DATA TO USE ::
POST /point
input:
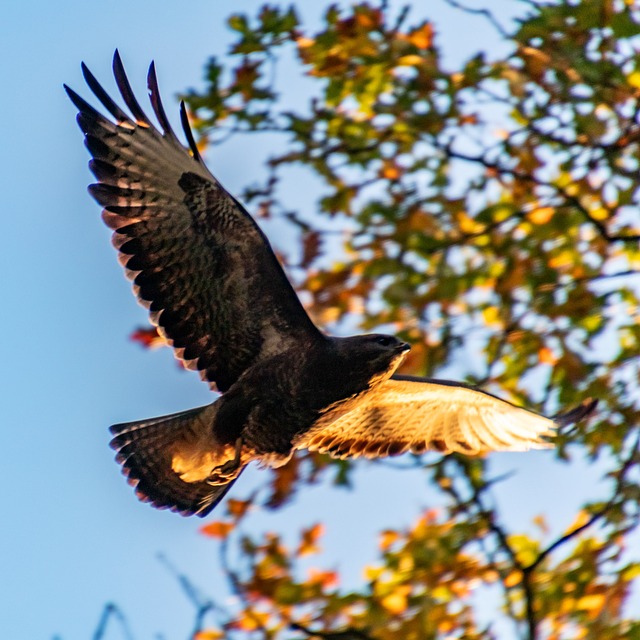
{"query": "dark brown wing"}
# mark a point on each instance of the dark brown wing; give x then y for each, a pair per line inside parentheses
(198, 261)
(418, 414)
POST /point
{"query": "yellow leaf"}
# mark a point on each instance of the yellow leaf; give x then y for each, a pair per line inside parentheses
(491, 316)
(396, 602)
(410, 60)
(305, 43)
(599, 213)
(563, 259)
(390, 170)
(581, 519)
(422, 37)
(372, 573)
(634, 79)
(546, 356)
(514, 578)
(540, 215)
(592, 603)
(326, 579)
(467, 224)
(209, 635)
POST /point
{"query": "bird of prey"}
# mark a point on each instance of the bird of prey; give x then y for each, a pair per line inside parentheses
(217, 293)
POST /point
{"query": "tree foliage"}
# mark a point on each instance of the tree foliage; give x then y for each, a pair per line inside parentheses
(488, 214)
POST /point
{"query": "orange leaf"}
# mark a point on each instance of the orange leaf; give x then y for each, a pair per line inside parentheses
(546, 356)
(237, 508)
(422, 37)
(326, 579)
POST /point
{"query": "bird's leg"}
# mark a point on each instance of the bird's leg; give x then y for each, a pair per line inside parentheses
(227, 471)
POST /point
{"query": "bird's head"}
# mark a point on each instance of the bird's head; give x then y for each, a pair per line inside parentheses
(377, 354)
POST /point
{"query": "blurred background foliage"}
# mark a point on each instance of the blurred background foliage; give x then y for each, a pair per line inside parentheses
(489, 215)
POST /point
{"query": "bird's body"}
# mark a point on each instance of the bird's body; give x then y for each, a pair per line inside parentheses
(217, 293)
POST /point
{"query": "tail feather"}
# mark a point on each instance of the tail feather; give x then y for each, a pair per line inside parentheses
(147, 450)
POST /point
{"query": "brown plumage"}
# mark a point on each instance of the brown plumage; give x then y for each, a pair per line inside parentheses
(217, 293)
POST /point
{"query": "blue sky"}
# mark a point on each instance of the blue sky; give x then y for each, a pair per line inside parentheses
(73, 535)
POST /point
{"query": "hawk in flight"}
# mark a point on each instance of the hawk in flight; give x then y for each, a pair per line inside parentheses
(217, 293)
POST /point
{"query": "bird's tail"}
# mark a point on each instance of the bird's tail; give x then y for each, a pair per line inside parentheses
(168, 459)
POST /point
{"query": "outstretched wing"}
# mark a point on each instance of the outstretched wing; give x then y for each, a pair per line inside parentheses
(419, 414)
(197, 259)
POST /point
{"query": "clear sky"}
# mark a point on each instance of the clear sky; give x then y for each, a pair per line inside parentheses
(73, 537)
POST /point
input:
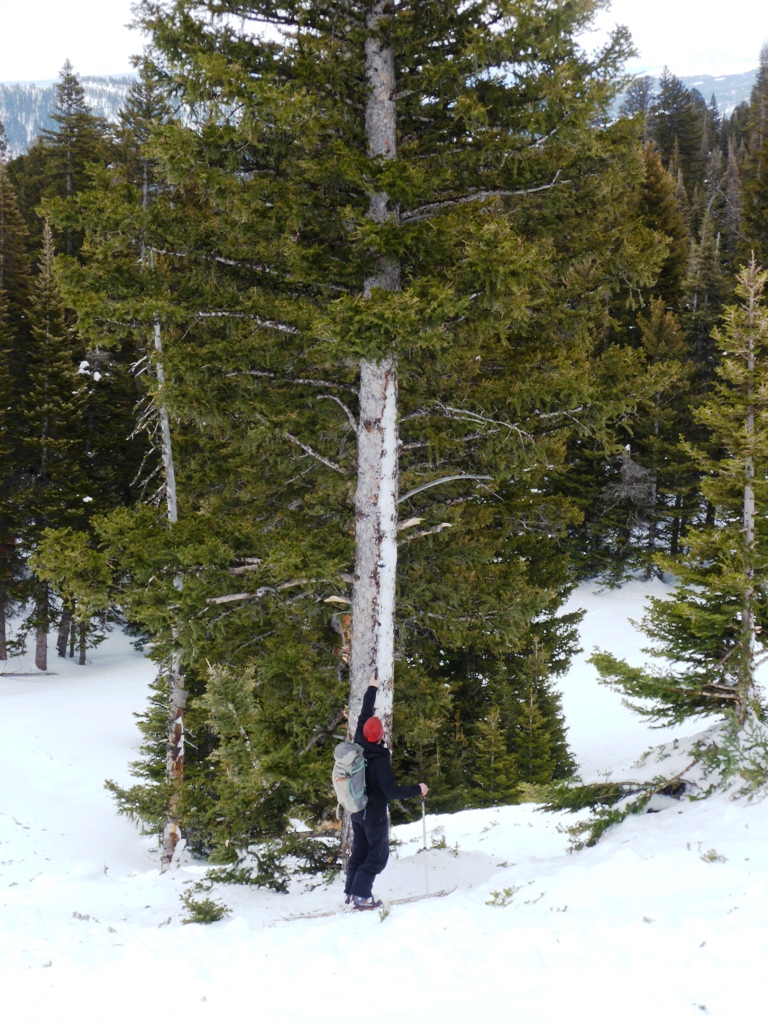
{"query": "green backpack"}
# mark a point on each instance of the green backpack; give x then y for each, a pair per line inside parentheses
(349, 776)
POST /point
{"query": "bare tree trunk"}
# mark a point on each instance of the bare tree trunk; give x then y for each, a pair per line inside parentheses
(41, 630)
(177, 697)
(749, 625)
(83, 642)
(64, 631)
(376, 497)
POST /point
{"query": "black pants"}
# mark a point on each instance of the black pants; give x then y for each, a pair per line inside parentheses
(370, 854)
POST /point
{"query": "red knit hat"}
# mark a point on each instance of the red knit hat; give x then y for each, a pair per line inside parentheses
(373, 730)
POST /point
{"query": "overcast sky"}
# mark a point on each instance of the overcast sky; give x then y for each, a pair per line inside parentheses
(37, 36)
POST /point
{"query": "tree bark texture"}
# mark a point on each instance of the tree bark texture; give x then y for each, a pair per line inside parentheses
(64, 631)
(177, 694)
(372, 642)
(747, 662)
(41, 630)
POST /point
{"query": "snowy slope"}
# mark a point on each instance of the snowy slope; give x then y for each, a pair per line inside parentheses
(664, 921)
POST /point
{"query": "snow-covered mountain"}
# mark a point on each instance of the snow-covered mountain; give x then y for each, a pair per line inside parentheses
(728, 90)
(26, 108)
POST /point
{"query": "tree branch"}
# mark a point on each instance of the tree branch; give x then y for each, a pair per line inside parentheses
(442, 479)
(272, 325)
(421, 213)
(351, 420)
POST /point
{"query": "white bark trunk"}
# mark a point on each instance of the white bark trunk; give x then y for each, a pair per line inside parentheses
(372, 643)
(376, 498)
(376, 541)
(749, 516)
(177, 698)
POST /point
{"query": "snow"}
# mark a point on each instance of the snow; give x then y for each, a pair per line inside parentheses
(665, 920)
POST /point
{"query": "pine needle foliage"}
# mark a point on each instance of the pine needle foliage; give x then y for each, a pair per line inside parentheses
(711, 627)
(253, 251)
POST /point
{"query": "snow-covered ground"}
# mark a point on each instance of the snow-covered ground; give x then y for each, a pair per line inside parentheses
(665, 921)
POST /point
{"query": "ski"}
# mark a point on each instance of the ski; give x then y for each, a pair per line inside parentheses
(397, 901)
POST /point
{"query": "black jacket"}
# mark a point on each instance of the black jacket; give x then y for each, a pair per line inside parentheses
(380, 782)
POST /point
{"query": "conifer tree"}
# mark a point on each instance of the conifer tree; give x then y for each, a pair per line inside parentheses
(676, 125)
(55, 167)
(345, 228)
(660, 210)
(14, 342)
(711, 628)
(54, 489)
(755, 190)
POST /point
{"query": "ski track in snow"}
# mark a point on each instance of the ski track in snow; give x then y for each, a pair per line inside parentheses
(665, 920)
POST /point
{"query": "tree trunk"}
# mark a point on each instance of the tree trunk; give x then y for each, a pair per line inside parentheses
(749, 625)
(64, 631)
(376, 541)
(83, 642)
(376, 498)
(41, 630)
(177, 696)
(174, 761)
(3, 631)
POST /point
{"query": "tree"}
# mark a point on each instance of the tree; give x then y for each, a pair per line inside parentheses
(379, 305)
(755, 190)
(55, 167)
(53, 489)
(637, 98)
(710, 627)
(14, 342)
(676, 125)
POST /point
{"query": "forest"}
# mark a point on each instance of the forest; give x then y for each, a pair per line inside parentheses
(364, 336)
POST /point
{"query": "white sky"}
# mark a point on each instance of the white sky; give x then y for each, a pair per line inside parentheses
(37, 36)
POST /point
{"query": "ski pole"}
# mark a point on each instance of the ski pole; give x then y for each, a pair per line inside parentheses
(424, 832)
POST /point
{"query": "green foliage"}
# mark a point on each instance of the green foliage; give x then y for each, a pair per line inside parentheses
(503, 897)
(203, 911)
(738, 758)
(710, 627)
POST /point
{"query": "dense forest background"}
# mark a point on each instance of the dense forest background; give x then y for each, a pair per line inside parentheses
(178, 401)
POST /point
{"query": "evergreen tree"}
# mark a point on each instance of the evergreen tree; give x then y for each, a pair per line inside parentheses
(333, 267)
(53, 486)
(637, 97)
(56, 166)
(711, 626)
(660, 211)
(14, 342)
(676, 124)
(755, 190)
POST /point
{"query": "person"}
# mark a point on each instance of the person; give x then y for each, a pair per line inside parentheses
(371, 825)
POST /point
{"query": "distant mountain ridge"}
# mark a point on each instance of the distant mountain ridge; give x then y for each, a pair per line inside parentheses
(728, 90)
(26, 108)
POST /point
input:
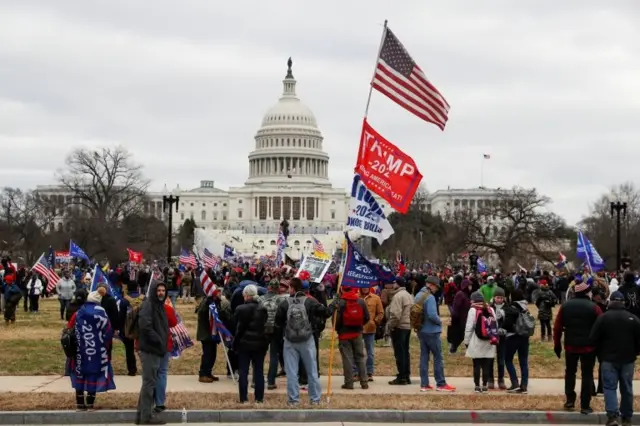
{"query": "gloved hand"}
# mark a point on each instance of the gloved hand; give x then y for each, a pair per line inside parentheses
(558, 350)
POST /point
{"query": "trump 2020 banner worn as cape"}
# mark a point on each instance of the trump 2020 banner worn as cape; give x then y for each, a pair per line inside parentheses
(365, 214)
(386, 170)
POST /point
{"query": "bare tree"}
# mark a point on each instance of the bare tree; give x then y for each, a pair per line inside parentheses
(515, 223)
(106, 184)
(24, 217)
(600, 225)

REQUIRED ACTION ::
Set down the complete material exactly, but do not include the images.

SOLUTION TO THE EXERCISE ::
POST /point
input:
{"query": "dark brown wing"}
# mark a point on each instance of the dark brown wing; give x then y for each, a pair per line inside parentheses
(198, 261)
(418, 414)
POST /point
{"query": "yellow leaf"}
# mark a point on each instance of the yellow leaf; give x then y for each, a pair per line inside parentheses
(491, 316)
(396, 602)
(410, 60)
(305, 43)
(599, 213)
(563, 259)
(390, 170)
(581, 519)
(422, 37)
(372, 573)
(634, 79)
(546, 356)
(514, 578)
(540, 215)
(592, 603)
(326, 579)
(467, 224)
(209, 635)
POST /point
{"query": "bird of prey"}
# mark a point on each instance of the bird of prey; give x then y for each, a pair per line inside parentheses
(217, 293)
POST /point
{"query": "tree foliage"}
# mark a point on each instance of the tree foliage; give x then y for each, a pair per line inside parentheses
(488, 214)
POST /point
{"query": "orange leaf"}
# mark a point on each instance of the orange leaf; give x then y for each, a pair per line inside parentheses
(546, 356)
(237, 508)
(422, 37)
(326, 579)
POST /point
{"query": "bird's leg"}
# mark a point on each instance of the bird's leg; give x then y for each, a pair per line inside parentheses
(227, 471)
POST /point
{"query": "bird's head"}
# mark a point on each instance of the bird's head; give x then y for each, a pair per line inside parentheses
(377, 354)
POST /point
{"query": "blurred background foliage"}
# mark a point on each instance of the blurred background foliage; give x then y for each, a pair per line inside parentheses
(489, 215)
POST /point
{"query": "bird's body"}
# mark a point on each instance of the bird's body; give x then y for each, a pair per line inside parentheses
(217, 293)
POST /point
{"query": "tail feather"}
# mark a point on each instance of the tail feather; give x then y for each, a pair per line inside parentheses
(147, 450)
POST /point
{"query": "brown plumage"}
# mark a point on each instance of the brown plumage; give x then y for each, a pair per line inside parentheses
(217, 293)
POST /point
{"query": "blue sky"}
# mark a point on each instance of the blue sky; give x then y for each, a pair per line inside parentheses
(73, 535)
POST /point
{"query": "hawk in flight"}
# mark a point on each instance of the hawk in flight; give x then y for each, a pair per line inside parentheses
(217, 293)
POST /point
{"query": "bird's tail"}
# mark a point on each instance of the bird's tail; give x then y for each, a pair per line inside parentheses
(168, 459)
POST /point
{"query": "outstretched wing"}
# mark a point on each instance of the outstretched wing; give x then y for each, a pair per line inside parentheses
(419, 414)
(197, 259)
POST /point
{"query": "clear sky"}
# mark a point on each instance of the clear sky; give x then y for each, a pair per line inside parentheses
(73, 537)
POST /point
input:
{"query": "green backpack"}
# mark a point on each instance of the green backpack; give x then y for each, a pair per line inside parentheses
(349, 776)
POST /point
{"query": "bare tree trunk"}
# mark a point on each instance of the bare tree trunk; give x then y for each, a pair per line inside parentheses
(41, 630)
(177, 697)
(749, 625)
(83, 642)
(64, 631)
(376, 497)
POST /point
{"query": "black pants"}
# mark a point on each instance of the black pants; give x then y for each, a pair per line inside parentheses
(370, 854)
POST /point
{"query": "red knit hat"}
# mark a point on each instance of the red knit hat; give x then y for each, a pair per line inside parentheses
(373, 730)
POST /point
{"query": "overcast sky"}
# mark a point on each instance of the overcast sky; give x then y for each, a pair per line inside parentheses
(37, 36)
POST /point
{"query": "tree bark texture"}
# mark a point on each instance of the tree bark texture; give x then y for each, a pair per line inside parentheses
(64, 631)
(177, 694)
(372, 642)
(747, 662)
(41, 630)
POST /point
{"query": "snowy slope"}
# mark a point on each instance of the snowy slope; give x then y for each, a pair per line inside parentheses
(664, 921)
POST /point
{"query": "snow-covered mountain"}
# mark a point on each instance of the snow-covered mountain; give x then y for each, a pair per line inside parentheses
(728, 90)
(26, 108)
POST /point
{"query": "tree branch"}
# mark a point on each instance of the tree branch; give x then y for each, a pair per line inside parentheses
(442, 479)
(272, 325)
(421, 213)
(351, 420)
POST /point
{"query": "white bark trunk"}
# mark a point on each instance of the white bark trunk; give x then y for each, a pair per line inside parentheses
(372, 643)
(376, 498)
(376, 541)
(749, 516)
(177, 698)
POST /point
{"query": "snow"}
# mark a point on each instance of the snow; give x then y for each, a pair per line inside parentheses
(665, 920)
POST /point
{"query": "pine needle foliage"}
# mark a point on each instance of the pine needle foliage; give x then y for each, a pair per line inside parentheses
(711, 627)
(253, 251)
POST /point
{"query": "snow-covered ground"}
# mark a point on each instance of the snow-covered ground; give x then y for each, a pair per line inside parentheses
(665, 921)
POST /point
{"query": "ski"}
# mark a point on each instance of the ski; give x then y for each, a pair per line inside parentheses
(397, 901)
POST /point
{"query": "black jacket"}
# mark a point on each instance of the black jacket; give x then y for each, a pair per line inside parentheses
(380, 782)
POST /point
{"query": "conifer tree"}
# mark a point on each instance of the conifer tree; give x then y for each, a pair per line inside parentheses
(676, 125)
(55, 167)
(345, 228)
(660, 210)
(14, 342)
(711, 628)
(54, 489)
(755, 190)
POST /point
{"query": "ski track in snow"}
# mark a point on each instance of the ski track in snow; give x then y for each, a pair per line inside parentheses
(665, 920)
POST /point
{"query": "tree trunk"}
# mark a point on each instance of the tree trunk; give x then y for each, a pair per line inside parentheses
(749, 625)
(64, 631)
(376, 541)
(83, 642)
(376, 498)
(41, 630)
(177, 696)
(174, 761)
(3, 631)
POST /point
{"query": "tree"}
# mark a point on each instance of the tree; give x then y for each, a pair per line inside parentheses
(379, 305)
(755, 190)
(55, 167)
(53, 489)
(637, 98)
(710, 627)
(14, 342)
(676, 125)
POST /point
{"query": "forest"}
# mark a point on each instance of the forest; give x then y for each, a pair per line inside parentheses
(364, 336)
POST /point
{"query": "white sky"}
# mark a point on each instance of the white sky; give x then y for each, a pair per line inside parentheses
(37, 36)
POST /point
{"query": "ski pole"}
# mark a point on each instance of the ski pole; give x then y for each, a pair per line inside parentheses
(424, 832)
POST /point
{"query": "green foliage"}
# mark a point on each instance of the green foliage; give x then y for each, a pair per line inside parentheses
(503, 897)
(203, 911)
(738, 758)
(710, 627)
POST /point
{"query": "dense forest background"}
# mark a point on each instance of the dense forest background; give x then y for each, a pair per line inside parentheses
(178, 401)
POST /point
{"query": "evergreen tree"}
# mark a point on each instance of the evergreen tree; give x then y for each, a pair per line inside parentheses
(333, 267)
(53, 486)
(637, 97)
(56, 166)
(711, 626)
(660, 211)
(14, 342)
(676, 124)
(755, 190)
POST /point
{"query": "person"}
# mark a point on each instance of the person; give x then y for each, a pair per line inside parentheses
(371, 825)
POST /point
{"query": "distant mountain ridge"}
# mark a point on each instance of the distant mountain ridge; give x then y for each, a pair per line inside parentheses
(728, 90)
(26, 108)
POST /point
input:
{"query": "gloved hand"}
# mark a point on each instance of the gloved hand; give x then y for each, a pair per line inside parentheses
(558, 350)
POST /point
{"query": "trump 2020 banner worn as cape"}
# mark a point on each instance of the trump 2020 banner worn as cape; give x then y for each, a pair per line inside parentheses
(365, 214)
(386, 170)
POST /point
{"query": "bare tree"}
# mark a point on each instance of the bare tree; give x then y for each, a pair per line inside parentheses
(515, 223)
(106, 184)
(24, 217)
(600, 225)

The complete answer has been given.